• _Short exercise_
Reproduce the listing below verbatim, line by line, without changing any character.

• _Provided material_

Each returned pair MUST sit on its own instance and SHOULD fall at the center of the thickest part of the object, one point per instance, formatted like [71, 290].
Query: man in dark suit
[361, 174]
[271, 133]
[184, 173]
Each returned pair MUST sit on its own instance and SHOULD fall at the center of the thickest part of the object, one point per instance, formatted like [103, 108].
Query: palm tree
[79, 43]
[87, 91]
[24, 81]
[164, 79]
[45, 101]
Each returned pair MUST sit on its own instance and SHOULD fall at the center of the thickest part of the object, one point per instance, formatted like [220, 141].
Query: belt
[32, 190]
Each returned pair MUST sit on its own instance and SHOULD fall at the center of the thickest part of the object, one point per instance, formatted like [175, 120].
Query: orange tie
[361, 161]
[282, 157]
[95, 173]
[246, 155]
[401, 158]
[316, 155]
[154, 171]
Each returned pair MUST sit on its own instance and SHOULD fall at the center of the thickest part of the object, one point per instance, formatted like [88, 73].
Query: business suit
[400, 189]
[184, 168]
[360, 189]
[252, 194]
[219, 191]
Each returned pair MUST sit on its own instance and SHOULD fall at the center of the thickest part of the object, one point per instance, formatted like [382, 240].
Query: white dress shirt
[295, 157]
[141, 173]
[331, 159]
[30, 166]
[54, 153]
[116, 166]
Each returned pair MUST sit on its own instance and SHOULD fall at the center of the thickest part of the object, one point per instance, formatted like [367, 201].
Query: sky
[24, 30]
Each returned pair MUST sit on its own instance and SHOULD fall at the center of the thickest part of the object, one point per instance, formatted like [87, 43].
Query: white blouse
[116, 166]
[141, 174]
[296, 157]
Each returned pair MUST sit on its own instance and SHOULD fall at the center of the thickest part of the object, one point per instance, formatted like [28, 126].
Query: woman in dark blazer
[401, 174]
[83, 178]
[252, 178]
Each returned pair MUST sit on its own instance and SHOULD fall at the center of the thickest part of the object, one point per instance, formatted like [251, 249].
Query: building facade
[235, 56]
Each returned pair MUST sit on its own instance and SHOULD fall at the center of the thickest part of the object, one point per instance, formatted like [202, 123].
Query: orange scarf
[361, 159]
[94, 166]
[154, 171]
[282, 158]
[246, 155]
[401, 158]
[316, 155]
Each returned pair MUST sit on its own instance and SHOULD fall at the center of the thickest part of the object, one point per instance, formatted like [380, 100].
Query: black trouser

• _Result of the exercise_
Each returned pair MUST sit on its own instance and SHOULD fall at the center of the thickest part of the object, one point per instance, formatted like [71, 290].
Query: man in dark suit
[361, 174]
[271, 133]
[184, 173]
Each returned pair MUST sit on its own instance and SHOULD fall at the center of the thickest part of the object, one point per instance, formatted like [103, 108].
Query: palm tree
[79, 43]
[87, 91]
[24, 81]
[164, 79]
[45, 101]
Each returned pair MUST sit on its own instance and SHOULD fall at the center of the thickest part of the object, one point per instance, formatted like [220, 141].
Query: belt
[32, 190]
Each returned pair MUST sit on its own instance and SHOULD fall at the center of the thickest part of the object, one point per instance, formatted like [175, 120].
Query: orange tie
[361, 161]
[282, 157]
[95, 173]
[246, 155]
[401, 158]
[316, 155]
[154, 171]
Each returned pair MUST sit on its own instance and SHOULD fall at the center of the thickest part of the object, one point per instance, formatted like [88, 73].
Query: business suit
[400, 189]
[184, 168]
[360, 189]
[252, 194]
[219, 191]
Each returned pair MUST sit on its own instance and SHOULD fall at the center of the thickest part of the object, one point per instance, formatted like [382, 240].
Query: white dress shirt
[295, 157]
[141, 173]
[331, 159]
[30, 166]
[54, 153]
[116, 166]
Each returned pair MUST sit on its own instance and SHOULD fall at the center of the thickest part of the object, one point per instance, formatted like [367, 201].
Query: sky
[24, 30]
Each returned pair MUST sit on its own instance and SHOULD fall at the center of the thickest part of the object, one point per instance, formatted like [87, 43].
Query: white blouse
[116, 166]
[141, 174]
[296, 157]
Each returned pair MUST sit on its own instance and SHOULD fall at the center of the thickest part of the object, one point per instance, formatted like [28, 126].
Query: woman in dark blazer
[401, 174]
[83, 178]
[252, 178]
Each returned pair MUST sit on its own instance and SHOULD fall at the center of the thickest part of the object, one point per instance, formatted like [251, 249].
Query: building facade
[235, 56]
Each returned pair MUST sit on its own instance and SHOULD fall at the center of the thickest part of the object, one point per instance, formatted like [202, 123].
Query: orange scarf
[361, 159]
[94, 166]
[154, 171]
[282, 158]
[246, 155]
[401, 158]
[316, 155]
Each returned pair MUST sit on its own instance and SHOULD fall at the center of the thickest part of the object, one point per instance, formatted like [380, 100].
Query: black trouser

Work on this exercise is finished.